* _EXERCISE DATA_
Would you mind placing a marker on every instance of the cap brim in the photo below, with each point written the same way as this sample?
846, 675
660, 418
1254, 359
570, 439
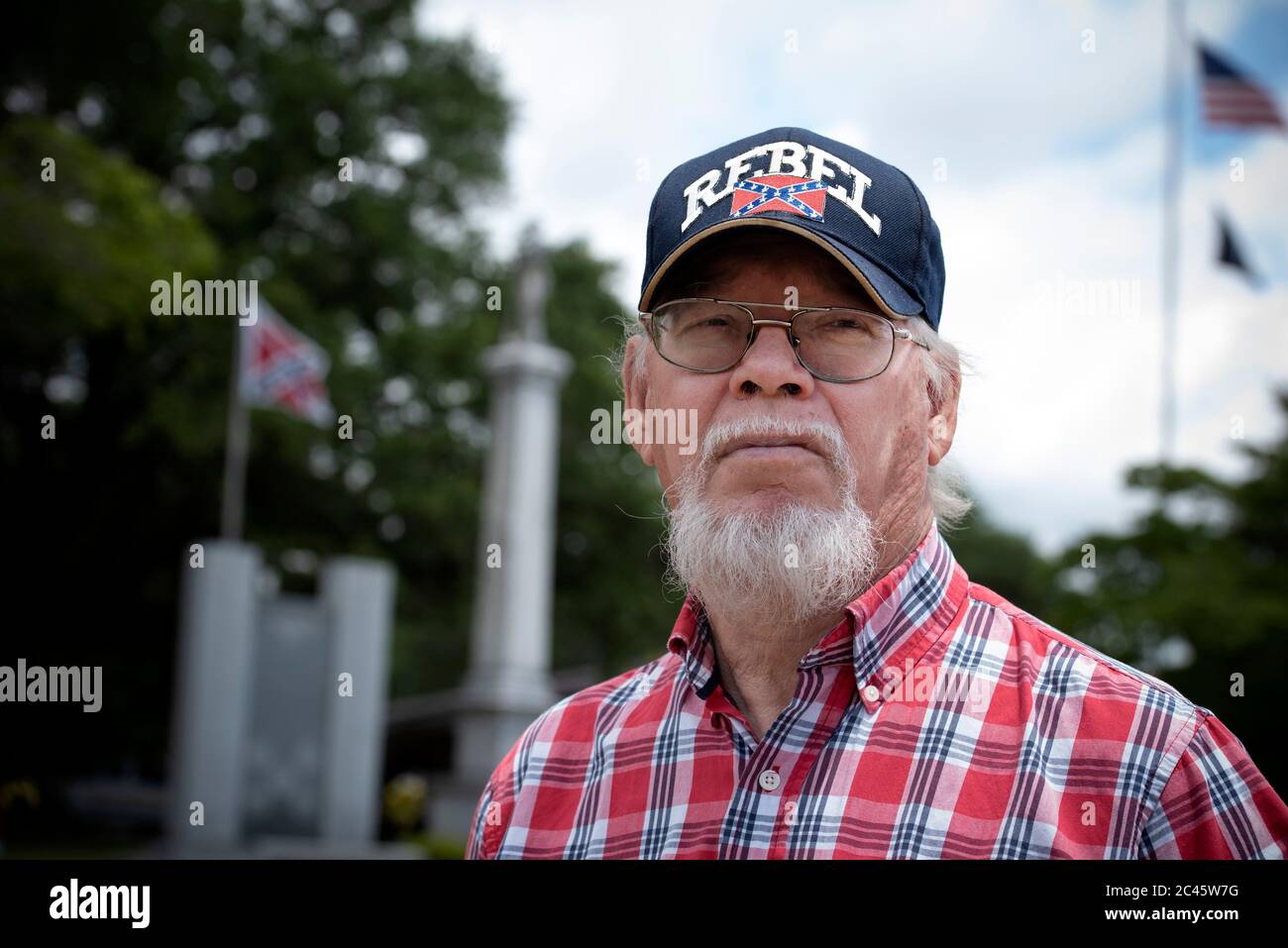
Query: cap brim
884, 288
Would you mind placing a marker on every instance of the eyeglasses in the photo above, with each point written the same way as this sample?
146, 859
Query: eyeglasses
831, 343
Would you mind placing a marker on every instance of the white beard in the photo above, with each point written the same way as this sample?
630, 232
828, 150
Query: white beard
785, 566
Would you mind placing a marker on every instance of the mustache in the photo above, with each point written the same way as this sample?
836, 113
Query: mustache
720, 434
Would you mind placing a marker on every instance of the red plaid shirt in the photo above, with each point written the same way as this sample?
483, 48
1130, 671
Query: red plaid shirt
936, 720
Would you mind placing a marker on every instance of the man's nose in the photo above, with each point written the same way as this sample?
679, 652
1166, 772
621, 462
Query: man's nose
771, 366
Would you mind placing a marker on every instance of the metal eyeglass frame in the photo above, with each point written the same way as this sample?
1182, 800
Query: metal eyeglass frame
647, 318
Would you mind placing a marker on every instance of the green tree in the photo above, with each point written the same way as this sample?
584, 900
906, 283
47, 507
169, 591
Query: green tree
227, 154
1194, 591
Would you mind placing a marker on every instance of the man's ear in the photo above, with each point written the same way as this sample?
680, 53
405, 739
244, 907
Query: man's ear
635, 388
943, 421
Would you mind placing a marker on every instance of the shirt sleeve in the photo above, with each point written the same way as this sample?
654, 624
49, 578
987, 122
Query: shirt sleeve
1216, 804
476, 848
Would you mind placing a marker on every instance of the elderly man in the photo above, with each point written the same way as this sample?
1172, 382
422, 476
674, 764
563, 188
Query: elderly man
835, 685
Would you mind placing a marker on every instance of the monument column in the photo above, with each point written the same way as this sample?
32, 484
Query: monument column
507, 683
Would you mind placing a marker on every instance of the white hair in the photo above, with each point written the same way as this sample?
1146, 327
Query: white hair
943, 364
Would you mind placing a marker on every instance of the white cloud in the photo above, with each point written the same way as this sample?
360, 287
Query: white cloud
1054, 159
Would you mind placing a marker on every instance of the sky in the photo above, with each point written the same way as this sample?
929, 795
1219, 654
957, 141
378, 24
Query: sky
1035, 132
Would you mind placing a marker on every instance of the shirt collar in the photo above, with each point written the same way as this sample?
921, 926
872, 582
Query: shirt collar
885, 633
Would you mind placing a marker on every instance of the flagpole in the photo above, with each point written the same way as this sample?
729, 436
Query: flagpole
236, 447
1173, 166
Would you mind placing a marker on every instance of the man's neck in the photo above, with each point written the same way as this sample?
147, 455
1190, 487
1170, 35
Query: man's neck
758, 656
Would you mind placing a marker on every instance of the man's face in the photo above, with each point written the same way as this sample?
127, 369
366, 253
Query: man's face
885, 423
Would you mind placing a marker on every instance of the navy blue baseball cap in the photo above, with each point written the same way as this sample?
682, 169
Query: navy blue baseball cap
866, 213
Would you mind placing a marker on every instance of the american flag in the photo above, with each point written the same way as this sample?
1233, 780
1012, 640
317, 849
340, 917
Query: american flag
283, 369
1232, 98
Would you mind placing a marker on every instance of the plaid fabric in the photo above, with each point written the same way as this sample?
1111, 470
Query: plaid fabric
936, 720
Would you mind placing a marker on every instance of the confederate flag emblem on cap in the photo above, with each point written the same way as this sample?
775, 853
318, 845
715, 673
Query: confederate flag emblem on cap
780, 192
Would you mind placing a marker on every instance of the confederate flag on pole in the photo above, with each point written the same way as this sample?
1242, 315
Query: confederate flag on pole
283, 369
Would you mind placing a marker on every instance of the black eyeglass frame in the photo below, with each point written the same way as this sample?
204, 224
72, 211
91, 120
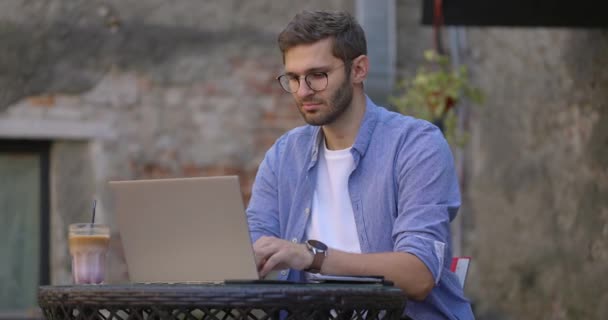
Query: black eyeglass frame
288, 77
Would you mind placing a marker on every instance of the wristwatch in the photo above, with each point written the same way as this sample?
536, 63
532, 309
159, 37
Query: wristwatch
319, 252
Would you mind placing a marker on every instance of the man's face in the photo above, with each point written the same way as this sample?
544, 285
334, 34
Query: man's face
319, 108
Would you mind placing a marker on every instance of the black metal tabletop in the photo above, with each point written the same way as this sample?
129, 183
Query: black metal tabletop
222, 301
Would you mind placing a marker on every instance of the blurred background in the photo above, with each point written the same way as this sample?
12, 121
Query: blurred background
92, 91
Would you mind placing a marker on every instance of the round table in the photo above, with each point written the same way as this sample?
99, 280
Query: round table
222, 301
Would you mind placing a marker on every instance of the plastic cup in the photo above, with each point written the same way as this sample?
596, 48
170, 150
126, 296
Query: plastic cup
88, 247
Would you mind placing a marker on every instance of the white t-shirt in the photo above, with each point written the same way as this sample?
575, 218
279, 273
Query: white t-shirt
332, 220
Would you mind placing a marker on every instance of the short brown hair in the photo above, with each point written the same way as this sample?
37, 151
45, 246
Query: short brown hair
308, 27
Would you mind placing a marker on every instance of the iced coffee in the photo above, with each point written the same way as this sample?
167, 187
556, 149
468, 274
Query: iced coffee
88, 247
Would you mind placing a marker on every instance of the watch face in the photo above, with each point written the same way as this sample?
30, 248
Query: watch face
317, 245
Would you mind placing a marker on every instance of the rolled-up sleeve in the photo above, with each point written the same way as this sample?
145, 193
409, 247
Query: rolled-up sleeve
428, 198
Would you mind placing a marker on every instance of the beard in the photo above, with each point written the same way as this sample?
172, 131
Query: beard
338, 103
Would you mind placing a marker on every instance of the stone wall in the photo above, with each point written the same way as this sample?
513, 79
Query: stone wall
539, 173
142, 89
145, 89
535, 172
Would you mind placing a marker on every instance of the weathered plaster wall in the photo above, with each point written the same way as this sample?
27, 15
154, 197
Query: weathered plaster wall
143, 89
539, 173
535, 172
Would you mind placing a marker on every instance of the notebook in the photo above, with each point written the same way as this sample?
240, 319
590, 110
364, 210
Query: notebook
184, 230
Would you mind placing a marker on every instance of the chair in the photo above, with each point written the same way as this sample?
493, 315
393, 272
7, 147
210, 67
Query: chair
460, 266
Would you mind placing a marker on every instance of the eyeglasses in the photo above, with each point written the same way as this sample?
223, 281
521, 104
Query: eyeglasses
316, 81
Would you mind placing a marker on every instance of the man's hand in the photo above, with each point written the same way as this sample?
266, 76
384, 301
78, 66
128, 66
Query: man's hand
275, 254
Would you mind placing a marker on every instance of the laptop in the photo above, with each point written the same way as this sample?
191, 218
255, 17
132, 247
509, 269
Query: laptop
184, 230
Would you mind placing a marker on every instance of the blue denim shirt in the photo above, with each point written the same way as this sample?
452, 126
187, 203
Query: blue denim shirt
404, 193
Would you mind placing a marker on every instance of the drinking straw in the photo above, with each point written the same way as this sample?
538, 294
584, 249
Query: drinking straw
94, 205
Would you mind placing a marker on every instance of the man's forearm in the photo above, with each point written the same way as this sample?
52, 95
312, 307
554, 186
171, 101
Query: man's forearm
407, 271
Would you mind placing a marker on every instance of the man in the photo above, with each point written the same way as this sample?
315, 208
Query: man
360, 190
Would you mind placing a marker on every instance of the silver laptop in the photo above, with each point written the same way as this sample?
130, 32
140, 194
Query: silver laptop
184, 230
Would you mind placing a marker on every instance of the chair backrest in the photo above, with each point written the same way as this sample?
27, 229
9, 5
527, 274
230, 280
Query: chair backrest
460, 266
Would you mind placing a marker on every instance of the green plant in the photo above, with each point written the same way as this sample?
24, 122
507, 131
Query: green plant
434, 93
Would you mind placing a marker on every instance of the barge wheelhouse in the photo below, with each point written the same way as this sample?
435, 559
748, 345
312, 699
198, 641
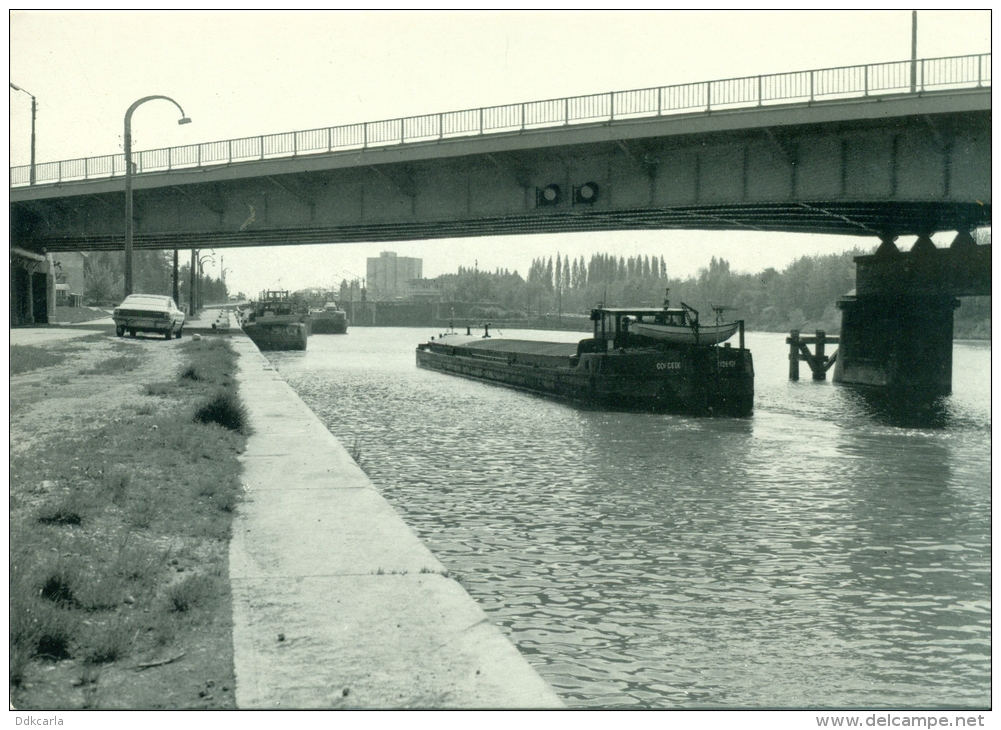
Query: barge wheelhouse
277, 320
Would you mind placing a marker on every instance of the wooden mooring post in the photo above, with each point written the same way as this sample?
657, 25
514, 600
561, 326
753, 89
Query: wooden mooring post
818, 360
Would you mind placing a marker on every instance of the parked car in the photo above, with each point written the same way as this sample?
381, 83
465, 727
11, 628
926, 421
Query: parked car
148, 313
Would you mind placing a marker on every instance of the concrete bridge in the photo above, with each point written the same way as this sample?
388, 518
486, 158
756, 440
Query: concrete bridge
874, 150
881, 149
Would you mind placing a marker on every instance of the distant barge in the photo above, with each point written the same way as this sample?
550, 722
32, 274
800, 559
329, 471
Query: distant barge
330, 319
675, 366
275, 321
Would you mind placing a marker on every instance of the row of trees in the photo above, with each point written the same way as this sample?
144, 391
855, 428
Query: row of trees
605, 268
104, 277
803, 295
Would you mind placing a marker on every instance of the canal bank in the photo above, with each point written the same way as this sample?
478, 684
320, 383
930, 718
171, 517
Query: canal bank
336, 603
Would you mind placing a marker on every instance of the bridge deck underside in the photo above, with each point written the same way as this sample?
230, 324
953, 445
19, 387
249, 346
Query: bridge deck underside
822, 217
881, 175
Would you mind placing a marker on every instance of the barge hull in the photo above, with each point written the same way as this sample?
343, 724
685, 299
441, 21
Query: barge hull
321, 325
706, 382
290, 335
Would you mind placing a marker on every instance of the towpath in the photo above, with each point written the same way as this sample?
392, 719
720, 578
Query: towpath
336, 603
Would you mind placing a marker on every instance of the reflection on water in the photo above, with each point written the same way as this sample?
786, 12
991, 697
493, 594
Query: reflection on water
902, 409
814, 555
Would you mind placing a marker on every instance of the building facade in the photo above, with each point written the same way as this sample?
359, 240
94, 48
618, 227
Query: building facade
387, 276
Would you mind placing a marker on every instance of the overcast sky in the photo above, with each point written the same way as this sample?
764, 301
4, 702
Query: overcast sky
245, 73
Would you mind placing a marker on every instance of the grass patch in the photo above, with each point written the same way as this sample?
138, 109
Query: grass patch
225, 410
113, 366
26, 357
101, 572
73, 314
109, 641
68, 510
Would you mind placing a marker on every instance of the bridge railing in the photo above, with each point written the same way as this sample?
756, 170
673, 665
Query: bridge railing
843, 82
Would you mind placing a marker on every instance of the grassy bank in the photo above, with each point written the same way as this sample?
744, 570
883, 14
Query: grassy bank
119, 589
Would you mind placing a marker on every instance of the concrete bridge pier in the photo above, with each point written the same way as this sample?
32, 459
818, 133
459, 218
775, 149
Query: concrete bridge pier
897, 326
899, 342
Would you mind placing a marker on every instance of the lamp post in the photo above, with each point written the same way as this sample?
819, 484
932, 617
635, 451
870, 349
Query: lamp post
201, 263
128, 180
34, 107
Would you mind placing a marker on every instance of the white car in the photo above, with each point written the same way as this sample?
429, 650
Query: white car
148, 313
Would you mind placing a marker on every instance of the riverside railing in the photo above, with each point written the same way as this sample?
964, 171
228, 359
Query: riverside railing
843, 82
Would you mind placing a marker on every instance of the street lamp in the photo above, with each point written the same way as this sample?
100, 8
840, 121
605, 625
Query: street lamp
128, 180
34, 106
201, 264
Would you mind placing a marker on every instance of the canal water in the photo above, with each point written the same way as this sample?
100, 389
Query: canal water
831, 551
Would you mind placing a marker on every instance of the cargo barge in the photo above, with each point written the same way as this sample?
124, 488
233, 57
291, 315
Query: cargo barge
678, 368
275, 321
330, 319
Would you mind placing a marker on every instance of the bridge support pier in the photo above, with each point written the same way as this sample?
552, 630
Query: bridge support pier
897, 341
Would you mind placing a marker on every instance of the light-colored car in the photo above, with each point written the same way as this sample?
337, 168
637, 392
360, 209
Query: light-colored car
148, 313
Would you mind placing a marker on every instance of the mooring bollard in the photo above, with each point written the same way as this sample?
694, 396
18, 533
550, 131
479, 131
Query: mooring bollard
794, 354
818, 360
820, 372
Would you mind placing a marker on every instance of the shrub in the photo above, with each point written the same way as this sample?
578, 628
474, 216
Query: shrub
68, 511
57, 588
225, 410
189, 593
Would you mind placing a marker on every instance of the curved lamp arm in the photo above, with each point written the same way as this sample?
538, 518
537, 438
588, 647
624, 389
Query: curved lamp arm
128, 123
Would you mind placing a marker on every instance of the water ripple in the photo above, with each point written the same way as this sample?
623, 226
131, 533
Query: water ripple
817, 555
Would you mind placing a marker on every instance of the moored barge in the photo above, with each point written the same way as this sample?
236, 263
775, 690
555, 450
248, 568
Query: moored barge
687, 373
275, 321
330, 319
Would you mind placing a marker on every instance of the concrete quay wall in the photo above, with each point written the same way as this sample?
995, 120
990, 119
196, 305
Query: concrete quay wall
336, 603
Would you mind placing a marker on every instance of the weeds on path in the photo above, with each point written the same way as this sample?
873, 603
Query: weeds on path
118, 538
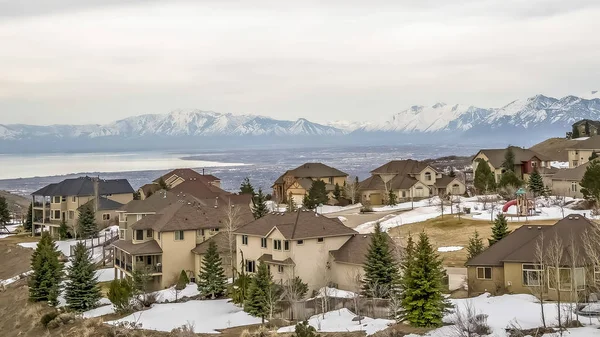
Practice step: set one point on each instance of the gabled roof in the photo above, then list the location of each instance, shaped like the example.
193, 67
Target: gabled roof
354, 251
84, 186
405, 166
301, 224
496, 156
520, 245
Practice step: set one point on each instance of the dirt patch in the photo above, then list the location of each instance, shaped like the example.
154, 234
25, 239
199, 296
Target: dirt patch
450, 231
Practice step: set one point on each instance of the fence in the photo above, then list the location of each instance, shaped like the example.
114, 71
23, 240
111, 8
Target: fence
371, 307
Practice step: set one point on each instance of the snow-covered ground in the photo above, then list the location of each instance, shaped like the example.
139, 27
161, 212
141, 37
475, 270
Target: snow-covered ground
205, 316
341, 320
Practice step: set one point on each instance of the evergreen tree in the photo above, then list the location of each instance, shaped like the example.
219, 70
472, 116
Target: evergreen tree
475, 246
81, 291
509, 159
259, 205
212, 280
87, 222
256, 303
44, 283
499, 230
291, 204
422, 299
4, 213
590, 183
536, 184
484, 180
28, 223
381, 270
392, 198
246, 187
337, 191
317, 194
63, 230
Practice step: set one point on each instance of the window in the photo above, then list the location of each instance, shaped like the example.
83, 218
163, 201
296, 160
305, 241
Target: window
532, 274
484, 273
250, 266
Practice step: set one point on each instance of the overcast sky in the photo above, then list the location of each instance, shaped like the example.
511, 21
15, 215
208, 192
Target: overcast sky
95, 61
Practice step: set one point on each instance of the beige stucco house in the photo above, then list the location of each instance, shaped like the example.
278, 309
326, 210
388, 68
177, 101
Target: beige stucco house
407, 179
169, 232
320, 250
297, 182
63, 201
511, 264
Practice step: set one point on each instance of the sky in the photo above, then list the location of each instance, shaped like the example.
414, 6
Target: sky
96, 61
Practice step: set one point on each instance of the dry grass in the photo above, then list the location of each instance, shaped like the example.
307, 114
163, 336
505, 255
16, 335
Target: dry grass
449, 231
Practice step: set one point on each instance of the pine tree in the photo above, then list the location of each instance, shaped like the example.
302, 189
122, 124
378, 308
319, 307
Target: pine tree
499, 230
536, 184
81, 291
259, 205
44, 283
392, 198
475, 246
256, 303
211, 279
380, 269
87, 222
28, 223
422, 299
246, 187
4, 213
337, 191
317, 194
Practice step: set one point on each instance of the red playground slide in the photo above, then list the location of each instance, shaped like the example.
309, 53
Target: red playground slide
508, 204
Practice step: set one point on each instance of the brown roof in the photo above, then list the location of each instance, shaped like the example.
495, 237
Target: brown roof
496, 156
301, 224
572, 174
148, 247
521, 244
592, 143
222, 244
405, 166
355, 250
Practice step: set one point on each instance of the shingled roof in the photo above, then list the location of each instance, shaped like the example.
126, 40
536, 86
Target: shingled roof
84, 186
298, 225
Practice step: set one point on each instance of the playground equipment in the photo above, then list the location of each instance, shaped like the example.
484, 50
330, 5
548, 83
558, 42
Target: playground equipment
525, 206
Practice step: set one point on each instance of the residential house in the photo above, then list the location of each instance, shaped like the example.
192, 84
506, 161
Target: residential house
169, 232
581, 152
511, 265
297, 182
176, 177
63, 201
407, 179
319, 250
525, 162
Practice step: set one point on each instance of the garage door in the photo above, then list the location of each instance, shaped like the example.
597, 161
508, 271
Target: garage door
375, 199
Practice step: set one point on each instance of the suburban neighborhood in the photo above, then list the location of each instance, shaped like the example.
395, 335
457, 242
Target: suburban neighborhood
513, 227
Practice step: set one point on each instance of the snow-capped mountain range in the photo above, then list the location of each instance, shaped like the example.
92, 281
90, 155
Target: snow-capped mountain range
531, 119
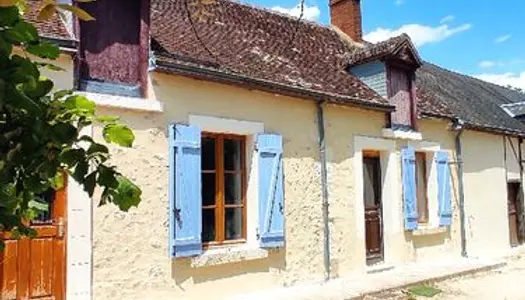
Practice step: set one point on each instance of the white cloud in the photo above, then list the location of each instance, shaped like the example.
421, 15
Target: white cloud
505, 79
310, 13
447, 19
502, 39
420, 34
488, 64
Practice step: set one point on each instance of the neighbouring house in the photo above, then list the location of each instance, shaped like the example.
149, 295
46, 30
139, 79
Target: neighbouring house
271, 152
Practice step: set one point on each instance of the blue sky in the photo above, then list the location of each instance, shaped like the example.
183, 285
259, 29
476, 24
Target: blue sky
483, 38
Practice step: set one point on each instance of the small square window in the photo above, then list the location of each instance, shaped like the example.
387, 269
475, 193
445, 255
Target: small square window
223, 188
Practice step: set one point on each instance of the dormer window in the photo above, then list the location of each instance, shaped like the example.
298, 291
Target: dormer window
389, 69
400, 83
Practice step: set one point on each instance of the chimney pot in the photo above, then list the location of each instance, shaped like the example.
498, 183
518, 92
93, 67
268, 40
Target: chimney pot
346, 15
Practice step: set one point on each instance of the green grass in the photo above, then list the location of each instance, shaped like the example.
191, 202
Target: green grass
424, 291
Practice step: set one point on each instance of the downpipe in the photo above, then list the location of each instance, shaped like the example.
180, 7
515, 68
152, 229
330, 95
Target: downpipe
458, 127
324, 187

* _WHAT TO DO_
A copy of each line above that holds the word "below" is the expected answer.

* _EXERCISE OUTPUT_
Would you mind placing a marker on every instance of the cap brim in the photo below, with each point written the same way as this sample?
Would you mind placing a marker on every instance of the black eyeglass frame in the photo below, with each point written the same way as this sample?
Would you mind placing a marker on every instance of the barge wheelhouse in the photo below, with each point written the same way as this sample?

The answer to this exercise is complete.